> TO DO:
Please render the items below as a Markdown table with the columns "Row" and "Item line": number each line in order, skip blank lines, and cover every item.

[Records of labeled points]
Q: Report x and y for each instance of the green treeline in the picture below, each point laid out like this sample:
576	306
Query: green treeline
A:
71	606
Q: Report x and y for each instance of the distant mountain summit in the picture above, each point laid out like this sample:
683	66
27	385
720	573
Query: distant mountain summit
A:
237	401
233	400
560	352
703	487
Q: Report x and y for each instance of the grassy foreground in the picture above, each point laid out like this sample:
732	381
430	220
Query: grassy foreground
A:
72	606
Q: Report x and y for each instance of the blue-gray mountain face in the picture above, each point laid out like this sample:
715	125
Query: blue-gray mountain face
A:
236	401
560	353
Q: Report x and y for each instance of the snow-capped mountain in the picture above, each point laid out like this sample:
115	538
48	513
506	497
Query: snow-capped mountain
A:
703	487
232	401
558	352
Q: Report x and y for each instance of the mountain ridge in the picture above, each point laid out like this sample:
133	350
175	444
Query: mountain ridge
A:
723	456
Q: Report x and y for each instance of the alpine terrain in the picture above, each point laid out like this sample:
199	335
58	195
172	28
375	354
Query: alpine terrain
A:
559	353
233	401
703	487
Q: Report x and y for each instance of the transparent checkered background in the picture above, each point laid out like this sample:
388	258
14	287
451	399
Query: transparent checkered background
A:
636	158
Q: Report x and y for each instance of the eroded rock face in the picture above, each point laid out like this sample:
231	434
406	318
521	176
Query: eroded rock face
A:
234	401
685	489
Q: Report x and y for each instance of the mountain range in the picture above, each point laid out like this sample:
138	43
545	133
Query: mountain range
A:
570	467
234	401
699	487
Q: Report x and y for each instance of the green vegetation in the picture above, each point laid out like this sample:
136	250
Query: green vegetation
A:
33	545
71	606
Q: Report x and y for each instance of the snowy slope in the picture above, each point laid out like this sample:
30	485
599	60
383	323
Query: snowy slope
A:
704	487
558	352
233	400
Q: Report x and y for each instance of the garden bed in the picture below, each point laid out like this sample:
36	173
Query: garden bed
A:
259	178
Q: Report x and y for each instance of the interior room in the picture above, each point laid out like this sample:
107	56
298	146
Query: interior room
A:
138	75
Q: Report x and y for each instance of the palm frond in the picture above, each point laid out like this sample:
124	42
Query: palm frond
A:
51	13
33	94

> CORRECT ANSWER:
| Row | Item line |
|---|---|
| 1 | Q: Report x and y for each instance of the green treeline in the picture below, each point laid out like this sample: |
| 2 | 576	306 |
| 3 | Query: green treeline |
| 4 | A: |
| 5 | 71	606 |
| 6 | Q: Report x and y for each instance of the distant mountain summit in the picture above, each point laid out like this sample: |
| 7 | 683	66 |
| 8 | 27	385 |
| 9 | 720	573 |
| 10 | Query: distant mountain summit |
| 11 | A: |
| 12 | 237	401 |
| 13 | 233	400 |
| 14 | 560	352 |
| 15 | 703	487 |
| 16 | Q: Report x and y for each instance of the grassy foreground in the picture above, each point laid out like this sample: |
| 17 | 732	381 |
| 18 | 430	220 |
| 19 | Query: grassy foreground |
| 20 | A: |
| 21 | 72	606 |
| 22 | Q: Report x and y for each instance of the blue-gray mountain face in the picture above, each point laid out like this sample: |
| 23 | 715	125 |
| 24 | Query: blue-gray mountain face |
| 25 | A: |
| 26 | 236	401 |
| 27 | 560	353 |
| 28 | Q: Report x and y for each instance of the snow-capped mountain in the picture above, each point laid out like this sample: |
| 29 | 115	538 |
| 30 | 48	513 |
| 31 | 506	497 |
| 32 | Query: snow-capped mountain |
| 33 | A: |
| 34 | 703	487 |
| 35 | 232	401 |
| 36 | 558	352 |
| 37 | Q: Report x and y for each instance of the mountain ridge in the picture above, each point laid out like this sample: |
| 38 | 133	350 |
| 39 | 175	444 |
| 40 | Query: mountain ridge |
| 41 | A: |
| 42 | 723	456 |
| 43 | Q: Report x and y for each instance of the alpine terrain in the picture above, each point laid out like this sample: |
| 44 | 199	335 |
| 45 | 58	195 |
| 46 | 172	28 |
| 47 | 375	354 |
| 48 | Query: alpine terrain |
| 49 | A: |
| 50 | 559	353 |
| 51 | 233	401 |
| 52 | 703	487 |
| 53 | Q: Report x and y for each instance of the transparent checkered background in the picture above, each point laid out like this sample: |
| 54 | 388	258 |
| 55 | 14	287 |
| 56 | 451	399 |
| 57 | Query: transparent checkered background |
| 58 | A: |
| 59 | 636	158 |
| 60 | Q: Report x and y for each instance of the eroded rock face in the picture above, each point laid out like this sample: |
| 61 | 231	434 |
| 62 | 406	318 |
| 63 | 521	176 |
| 64 | Query: eroded rock face |
| 65 | A: |
| 66 | 234	401 |
| 67 | 685	489 |
| 68 | Q: Report x and y for each instance of the mountain range in the picture above, each point laid out like this sample: |
| 69 | 138	43 |
| 70 | 545	133 |
| 71 | Query: mountain range |
| 72 | A: |
| 73 | 570	467 |
| 74 | 234	401 |
| 75 | 699	487 |
| 76 | Q: Report x and y for each instance of the green vegetation in the picture above, each point laid out like this sample: |
| 77 | 136	250 |
| 78 | Query: green vegetation |
| 79 | A: |
| 80 | 33	545 |
| 81 | 71	606 |
| 82 | Q: Report x and y for each instance of the snowy slope in the picture above, each point laid out like this sample: |
| 83 | 30	485 |
| 84 | 599	60 |
| 85 | 383	323 |
| 86 | Query: snowy slope |
| 87 | A: |
| 88 | 704	487 |
| 89 | 558	352 |
| 90 | 233	400 |
| 91 | Q: Report x and y for each instance of the garden bed in the picture below, each point laid out like this sample: |
| 92 | 36	173 |
| 93 | Query: garden bed |
| 94 | A: |
| 95 | 259	178 |
| 96 | Q: Report x and y for each instance of the interior room in the picture above, each point laid out like this sample: |
| 97 | 107	56 |
| 98 | 298	146 |
| 99 | Query: interior room |
| 100 | A: |
| 101 | 138	75 |
| 102 | Q: Report x and y for each instance of the palm frond in the picture above, each point laid out like this sample: |
| 103 | 124	42 |
| 104 | Query: palm frond |
| 105 | A: |
| 106 | 51	13 |
| 107 | 33	94 |